# LISTING

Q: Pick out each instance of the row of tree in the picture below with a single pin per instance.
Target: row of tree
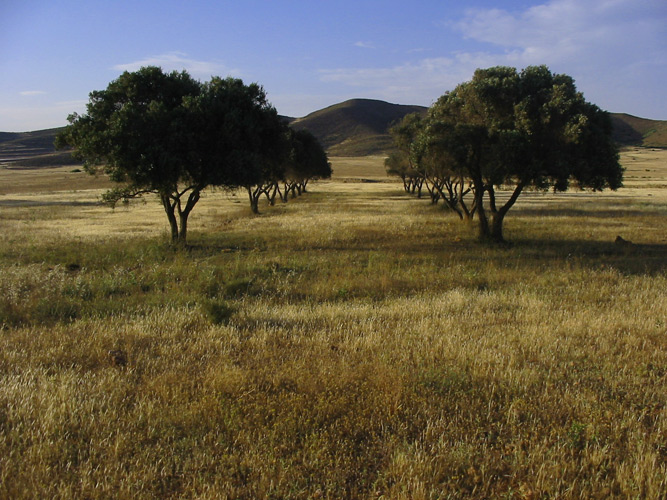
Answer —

==

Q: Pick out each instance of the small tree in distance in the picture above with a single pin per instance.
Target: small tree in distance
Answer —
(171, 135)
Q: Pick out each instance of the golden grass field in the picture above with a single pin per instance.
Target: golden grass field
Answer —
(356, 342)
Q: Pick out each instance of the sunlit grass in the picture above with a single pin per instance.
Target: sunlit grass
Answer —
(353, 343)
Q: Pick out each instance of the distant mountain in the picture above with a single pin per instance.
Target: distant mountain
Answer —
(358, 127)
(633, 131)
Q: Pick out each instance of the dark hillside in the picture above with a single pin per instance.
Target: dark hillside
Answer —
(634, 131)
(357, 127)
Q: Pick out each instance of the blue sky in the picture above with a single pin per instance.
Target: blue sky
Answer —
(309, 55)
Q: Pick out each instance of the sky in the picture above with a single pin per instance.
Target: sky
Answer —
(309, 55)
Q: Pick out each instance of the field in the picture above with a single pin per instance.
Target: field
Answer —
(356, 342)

* * *

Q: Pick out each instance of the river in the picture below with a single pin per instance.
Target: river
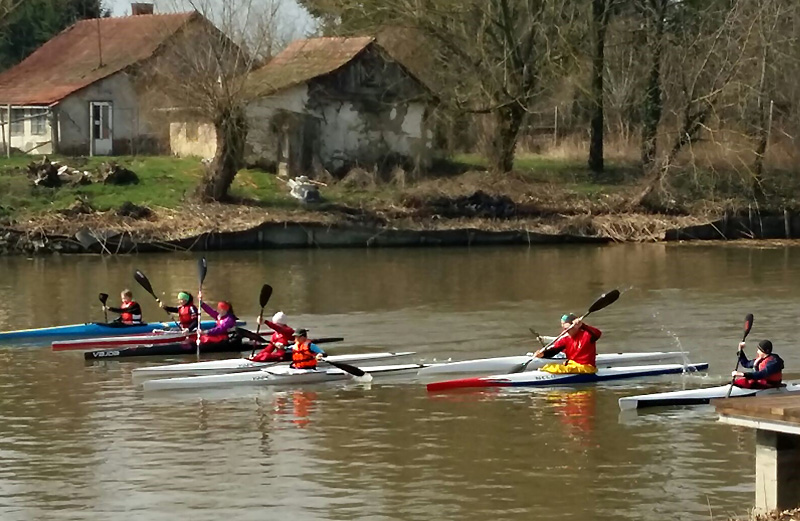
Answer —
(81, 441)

# WHAT NEEDS TO BE DONE
Filter the data above, copying out every line that contains the string "river".

# RESULT OF THIS TASK
Q: Pick out each instance of the river in the picture below with a single pin per instance.
Target: river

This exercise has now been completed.